Record di annotazione a punti
<<<<

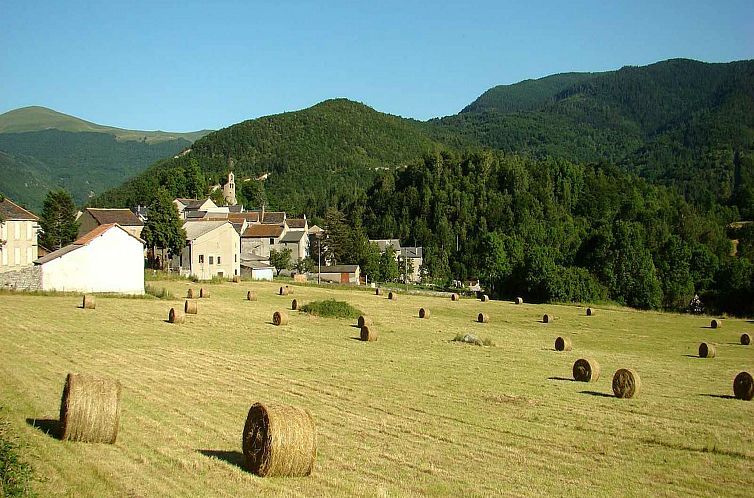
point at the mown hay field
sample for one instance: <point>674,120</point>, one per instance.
<point>410,414</point>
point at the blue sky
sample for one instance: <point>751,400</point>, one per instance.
<point>184,66</point>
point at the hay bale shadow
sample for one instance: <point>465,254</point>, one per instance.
<point>597,393</point>
<point>229,456</point>
<point>49,426</point>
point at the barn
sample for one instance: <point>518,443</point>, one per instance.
<point>107,259</point>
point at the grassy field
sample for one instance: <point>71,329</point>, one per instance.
<point>411,414</point>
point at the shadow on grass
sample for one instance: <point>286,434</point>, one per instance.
<point>719,396</point>
<point>231,457</point>
<point>49,426</point>
<point>596,393</point>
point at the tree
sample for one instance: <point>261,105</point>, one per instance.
<point>281,259</point>
<point>58,220</point>
<point>164,228</point>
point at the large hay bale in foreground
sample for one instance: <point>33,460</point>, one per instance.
<point>707,350</point>
<point>89,302</point>
<point>368,333</point>
<point>743,386</point>
<point>626,383</point>
<point>563,344</point>
<point>586,370</point>
<point>279,441</point>
<point>191,307</point>
<point>176,316</point>
<point>280,318</point>
<point>90,409</point>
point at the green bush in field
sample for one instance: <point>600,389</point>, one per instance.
<point>331,309</point>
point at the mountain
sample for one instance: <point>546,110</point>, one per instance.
<point>41,149</point>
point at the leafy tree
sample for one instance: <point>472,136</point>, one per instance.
<point>58,220</point>
<point>281,259</point>
<point>164,228</point>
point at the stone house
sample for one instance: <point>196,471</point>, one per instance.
<point>18,236</point>
<point>91,218</point>
<point>212,249</point>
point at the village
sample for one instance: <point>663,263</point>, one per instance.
<point>222,242</point>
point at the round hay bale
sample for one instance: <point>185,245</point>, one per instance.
<point>626,383</point>
<point>368,333</point>
<point>280,318</point>
<point>586,370</point>
<point>743,386</point>
<point>279,441</point>
<point>89,302</point>
<point>90,409</point>
<point>707,350</point>
<point>176,316</point>
<point>191,307</point>
<point>563,344</point>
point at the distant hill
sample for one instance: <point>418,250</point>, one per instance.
<point>41,149</point>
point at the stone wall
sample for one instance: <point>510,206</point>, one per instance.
<point>25,279</point>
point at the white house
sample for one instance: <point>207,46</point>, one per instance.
<point>107,259</point>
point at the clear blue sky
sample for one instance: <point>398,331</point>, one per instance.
<point>183,66</point>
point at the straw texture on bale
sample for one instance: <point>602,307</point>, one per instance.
<point>280,318</point>
<point>279,441</point>
<point>626,383</point>
<point>563,344</point>
<point>90,409</point>
<point>89,303</point>
<point>191,307</point>
<point>743,386</point>
<point>586,370</point>
<point>176,316</point>
<point>368,333</point>
<point>707,350</point>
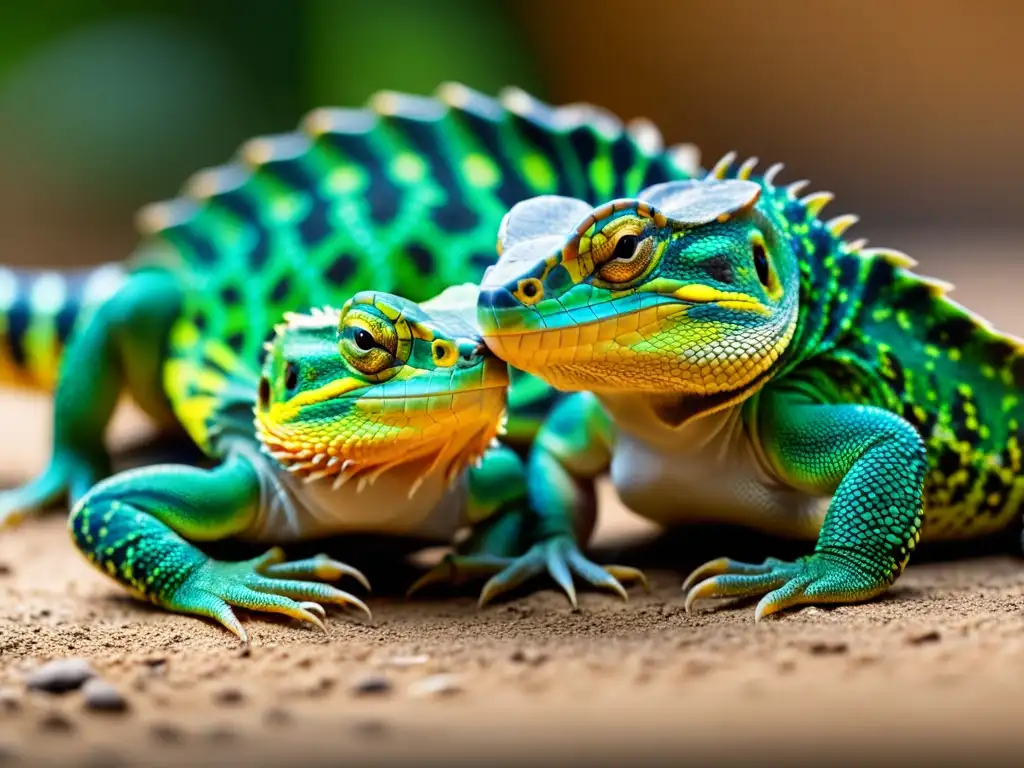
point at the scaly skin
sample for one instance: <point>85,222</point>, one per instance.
<point>738,360</point>
<point>403,197</point>
<point>366,420</point>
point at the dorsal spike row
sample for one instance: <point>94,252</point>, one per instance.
<point>263,150</point>
<point>576,115</point>
<point>891,256</point>
<point>722,167</point>
<point>686,158</point>
<point>840,224</point>
<point>646,135</point>
<point>337,120</point>
<point>796,187</point>
<point>772,173</point>
<point>406,105</point>
<point>747,168</point>
<point>815,202</point>
<point>212,181</point>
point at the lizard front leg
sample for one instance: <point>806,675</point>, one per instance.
<point>137,528</point>
<point>873,463</point>
<point>122,342</point>
<point>571,450</point>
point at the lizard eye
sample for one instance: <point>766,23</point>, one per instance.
<point>365,340</point>
<point>630,258</point>
<point>264,392</point>
<point>291,376</point>
<point>761,264</point>
<point>626,247</point>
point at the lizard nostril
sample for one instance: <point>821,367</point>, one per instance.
<point>499,298</point>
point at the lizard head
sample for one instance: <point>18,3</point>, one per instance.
<point>380,383</point>
<point>687,293</point>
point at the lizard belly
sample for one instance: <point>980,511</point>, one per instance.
<point>292,510</point>
<point>709,472</point>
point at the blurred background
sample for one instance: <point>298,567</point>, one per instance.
<point>910,111</point>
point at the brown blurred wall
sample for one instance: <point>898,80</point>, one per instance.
<point>911,111</point>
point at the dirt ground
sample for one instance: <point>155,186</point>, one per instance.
<point>932,672</point>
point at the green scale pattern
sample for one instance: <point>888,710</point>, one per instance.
<point>404,197</point>
<point>872,332</point>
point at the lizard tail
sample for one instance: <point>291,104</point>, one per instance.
<point>39,310</point>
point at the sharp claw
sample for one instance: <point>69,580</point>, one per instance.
<point>765,607</point>
<point>613,585</point>
<point>314,608</point>
<point>305,614</point>
<point>714,567</point>
<point>627,573</point>
<point>332,570</point>
<point>488,593</point>
<point>559,570</point>
<point>707,588</point>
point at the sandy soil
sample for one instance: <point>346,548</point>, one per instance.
<point>932,671</point>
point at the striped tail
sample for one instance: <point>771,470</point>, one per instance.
<point>39,309</point>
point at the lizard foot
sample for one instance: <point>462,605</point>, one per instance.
<point>61,479</point>
<point>264,584</point>
<point>815,579</point>
<point>560,557</point>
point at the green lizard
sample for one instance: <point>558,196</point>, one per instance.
<point>736,359</point>
<point>403,197</point>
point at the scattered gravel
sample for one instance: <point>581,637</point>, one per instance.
<point>436,685</point>
<point>10,700</point>
<point>372,684</point>
<point>60,676</point>
<point>101,696</point>
<point>229,696</point>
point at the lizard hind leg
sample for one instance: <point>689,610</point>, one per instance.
<point>121,342</point>
<point>138,528</point>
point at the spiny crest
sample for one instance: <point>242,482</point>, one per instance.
<point>384,105</point>
<point>814,203</point>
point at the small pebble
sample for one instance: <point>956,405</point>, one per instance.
<point>167,732</point>
<point>229,696</point>
<point>276,716</point>
<point>823,648</point>
<point>157,665</point>
<point>221,733</point>
<point>372,684</point>
<point>101,696</point>
<point>373,728</point>
<point>435,685</point>
<point>923,638</point>
<point>9,700</point>
<point>60,676</point>
<point>532,657</point>
<point>56,722</point>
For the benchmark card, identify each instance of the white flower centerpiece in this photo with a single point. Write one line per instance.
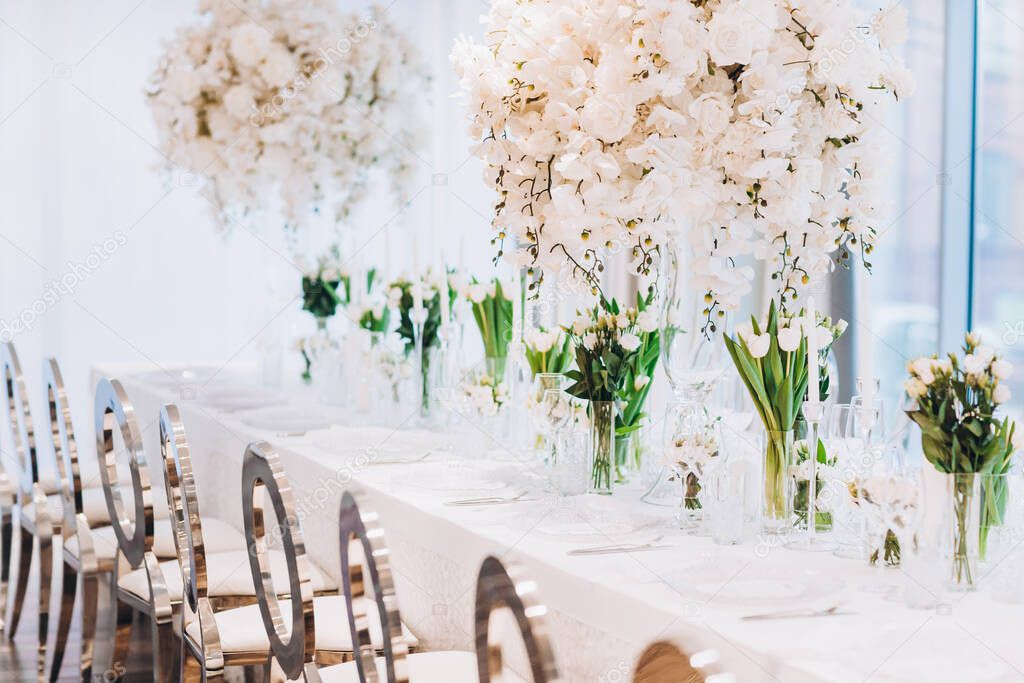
(284, 102)
(751, 123)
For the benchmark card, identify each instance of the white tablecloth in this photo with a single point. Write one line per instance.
(604, 609)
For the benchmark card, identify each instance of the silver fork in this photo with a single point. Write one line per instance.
(620, 548)
(487, 500)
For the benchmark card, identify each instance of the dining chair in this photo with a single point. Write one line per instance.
(151, 587)
(28, 510)
(222, 633)
(301, 631)
(666, 662)
(84, 512)
(366, 561)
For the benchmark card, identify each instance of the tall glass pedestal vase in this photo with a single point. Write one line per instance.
(602, 434)
(776, 503)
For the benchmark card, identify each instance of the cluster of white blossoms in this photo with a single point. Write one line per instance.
(483, 395)
(604, 331)
(981, 369)
(691, 453)
(543, 341)
(739, 127)
(792, 330)
(288, 102)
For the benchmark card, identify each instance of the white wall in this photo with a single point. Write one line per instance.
(80, 168)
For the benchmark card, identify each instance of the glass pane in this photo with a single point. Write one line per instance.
(904, 284)
(997, 295)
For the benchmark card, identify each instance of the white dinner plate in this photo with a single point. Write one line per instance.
(292, 420)
(377, 445)
(450, 480)
(230, 400)
(744, 585)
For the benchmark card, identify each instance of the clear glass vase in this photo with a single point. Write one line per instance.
(962, 528)
(776, 507)
(602, 451)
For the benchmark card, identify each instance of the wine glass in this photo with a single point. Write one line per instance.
(846, 518)
(881, 493)
(551, 414)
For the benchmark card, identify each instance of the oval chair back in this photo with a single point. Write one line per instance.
(113, 412)
(263, 479)
(498, 588)
(666, 662)
(360, 529)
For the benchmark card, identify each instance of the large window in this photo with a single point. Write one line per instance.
(904, 300)
(997, 286)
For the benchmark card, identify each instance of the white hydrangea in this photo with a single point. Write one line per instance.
(288, 104)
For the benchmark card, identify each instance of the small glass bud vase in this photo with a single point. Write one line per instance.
(776, 508)
(963, 527)
(602, 434)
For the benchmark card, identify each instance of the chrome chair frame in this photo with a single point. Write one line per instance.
(81, 571)
(262, 474)
(29, 491)
(205, 658)
(358, 522)
(263, 477)
(115, 411)
(499, 588)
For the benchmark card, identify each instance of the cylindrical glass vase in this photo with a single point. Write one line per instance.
(776, 505)
(602, 452)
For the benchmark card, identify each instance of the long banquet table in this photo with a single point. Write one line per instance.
(603, 609)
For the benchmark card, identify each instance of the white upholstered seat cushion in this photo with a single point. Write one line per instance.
(227, 574)
(242, 629)
(446, 667)
(218, 537)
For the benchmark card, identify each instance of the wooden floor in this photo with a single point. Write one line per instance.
(17, 658)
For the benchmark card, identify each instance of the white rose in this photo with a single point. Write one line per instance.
(788, 338)
(544, 341)
(1003, 370)
(730, 39)
(712, 112)
(629, 341)
(923, 369)
(608, 118)
(646, 322)
(249, 44)
(239, 101)
(279, 67)
(914, 387)
(974, 365)
(476, 293)
(986, 353)
(758, 345)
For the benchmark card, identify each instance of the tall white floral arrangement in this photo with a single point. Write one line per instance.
(288, 104)
(753, 124)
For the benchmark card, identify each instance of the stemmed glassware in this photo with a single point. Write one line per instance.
(550, 415)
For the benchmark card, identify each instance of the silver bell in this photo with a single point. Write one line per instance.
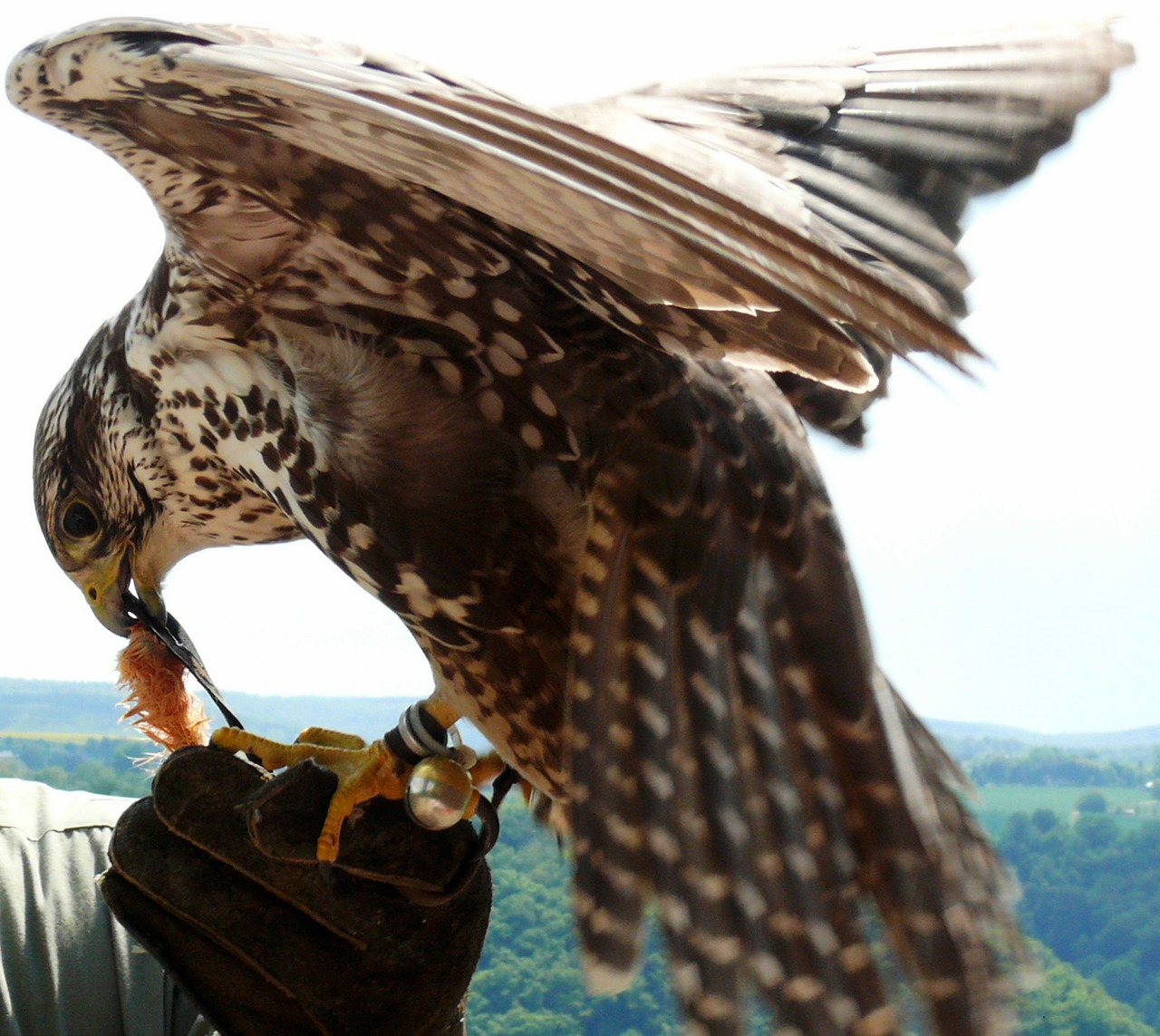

>>>>

» Richiesta
Dall'inizio dei record fino alla riga con "<point>222,242</point>" inclusa, sostituisci "hay bale" con "straw bale" e riporta le righe lasciando invariato tutto il resto. Escludi le immagini dalla risposta.

» Risultato
point at the mown hay field
sample for one instance: <point>674,120</point>, one per instance.
<point>410,414</point>
point at the blue sky
sample for one instance: <point>751,400</point>, one per instance.
<point>184,66</point>
point at the straw bale shadow
sample for one instance: <point>465,254</point>, one per instance.
<point>597,393</point>
<point>229,456</point>
<point>49,426</point>
point at the barn
sample for one instance: <point>518,443</point>, one per instance.
<point>107,259</point>
point at the grassy field
sample for one instance: <point>71,329</point>, one per instance.
<point>411,414</point>
point at the shadow on grass
sample for one instance: <point>286,434</point>, one per instance.
<point>719,396</point>
<point>231,457</point>
<point>49,426</point>
<point>596,393</point>
point at the tree
sample for one instance: <point>261,105</point>, one per instance.
<point>281,259</point>
<point>58,220</point>
<point>164,228</point>
point at the large straw bale in foreground
sample for one instance: <point>33,460</point>, one per instance.
<point>707,350</point>
<point>89,302</point>
<point>368,333</point>
<point>743,386</point>
<point>626,383</point>
<point>563,344</point>
<point>586,370</point>
<point>279,441</point>
<point>191,307</point>
<point>176,316</point>
<point>280,318</point>
<point>90,409</point>
point at the green bush in field
sample for one instance: <point>600,389</point>, one per instance.
<point>331,309</point>
point at the mountain
sample for one instance: <point>546,110</point>, one per instance.
<point>41,149</point>
point at the leafy tree
sample for one instance: <point>472,136</point>, one per instance.
<point>58,220</point>
<point>281,259</point>
<point>164,228</point>
point at the stone house
sample for one instance: <point>196,471</point>, one per instance.
<point>18,236</point>
<point>91,218</point>
<point>212,249</point>
point at the village
sample for one instance: <point>663,263</point>, one per instance.
<point>222,242</point>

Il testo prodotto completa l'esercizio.